Text provided -
_____

There is always at. least some scrap loss in the manufacture of such engine blocks by reason of defects in the engine blocks as cast. By far most of the defects occur in the thinnest wall portions of the castings, and the thinner the walls the greater the scrap loss. At present a scrap loss of about five percent in the casting operation is accepted by the industry as being nominal for engine blocks wherein the minimum wall thickness is about .180 inches. For engine blocks having substantially smaller wall thicknesses, for example, .150 inches, there is a dramatic increase in scrap loss, typically to as high as twenty-five percent. Such scrap losses are prohibitive as regards the manufacture of engine blocks for high production automobiles and trucks, and hence it is currently the practice in the automotive industry to design all high production engines to have engine block wall thicknesses of at least .180 inches. It is this limitation on the design of engine blocks that has become an ever increasing problem in the attainment of lesser gross vehicle weight.
The present invention addresses this problem and provides an embodiment in which, cast iron engine blocks are made with wall thicknesses substantially less than are now used, without any increase in scrap loss.

BRIEF DESCRIPTION OF THE INVENTION

A cardinal feature of the method of the present invention is that after the molten grey iron is made it is held at a substantially constant temperature for a period of from one and one-half to two and one-half hours prior to being poured into the molds. Further, and in accordance with the preferred embodiment, this is accomplished by the use of a holding furnace of massively increased capacity as compared to the holding furnaces heretofore used. More specifically, the holding furnace contains during normal operation from one and one-half to two and one-half times the number of tons of molten metal required per hour for the pouring station. The chief and intended function of the holding furnace is not that of assuring a longer period of supply of the molten metal to the casting station during a cupola shutdown, but rather, the chief and intended function is as aforesaid, namely, that of greatly increasing the residence time of the molten metal in the holding furnace, at a substantially constant temperature, prior to its being fed to the casting station. That is, the holding furnace has a capacity sufficient that the residence time of the molten metal in the holding furnace during normal operation is from one and one-half to two and one-half and preferably at least about two hours. Because the temperature of the molten metal in the holding furnace is maintained substantially constant, during the lengthy residence time of the molten metal in the holding furnace there is attained not only an increase in the homogeneity of the metal composition but also an increase in the uniformity of the temperature of the molten metal throughout its mass. The increased uniformity in composition and the increased uniformity in temperature are important not only in and of themselves but are also important in better assuring a constancy in the fluidity of the molten metal. With this increased uniformity in composition, temperature and fluidity, the flow and the cooling of the molten metal poured into the mold are of improved, controlled uniformity. Further, the uniformity in composition of the molten metal as it is withdrawn from the holding furnace better assures uniformity in its nucleation when it is inoculated with the ferrosilicon or other nucleating agent.

_____

Aim -
Pick up the passage on casting thin-walled engine blocks where it stops and continue it.

Raw data -
_____

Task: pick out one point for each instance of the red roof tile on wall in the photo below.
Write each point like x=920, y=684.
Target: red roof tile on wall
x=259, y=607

_____

Response for this exercise -
Further in accordance with the invention, the CE of the molten metal in the holding furnace is monitored at frequent intervals, and with additions affecting the CE being made to the metal in or fed into the holding furnace if and as required to maintain the CE at the level desired, which is below that desired at the pouring station to take into account the inoculant to be added.
In the preferred embodiment of the invention a still further improvement in the castings is attained by way of the specific binders used for the molds and for the cores.
To illustrate the end result, engine blocks with a wall thickness of .150 inches can and have been made with the invention on a high production basis with a scrap loss of only about five percent or less. The engine blocks so manufactured provided a weight saving of about twenty percent as compared with like engine blocks having a wall thickness of .180 inches.
The above and other features and advantages of the invention will appear more clearly from the detailed description of a preferred embodiment which follows.

BRIEF DESCRIPTION OF THE DRAWING

The drawing schematically shows the apparatus used for the practice of the preferred embodiment of the invention.

BEST MODE FOR PRACTICING

THE INVENTION

The metal formulation can be any of those well known in the art for machinable grey cast iron, preferably having a chemistry, as poured, which includes, by weight: from 3.30% to 3.60% C, from 2.10% to 2.65% Si, from .05% to .09% P, from .50% to .70% Mn, from .15% to .25% Cr, from .10% to .15% _Ni, from .15% to .25% Cu, .15% maximum S and the remainder Fe. A typical chemistry for the practice of the invention is the following, in weight percent:
The charge ingredients used for making the molten metal can be those conventionally used typically, a combination, in the proportions required, of scrap steel and iron, coke, limestone, silicon carbide and ferromanganese.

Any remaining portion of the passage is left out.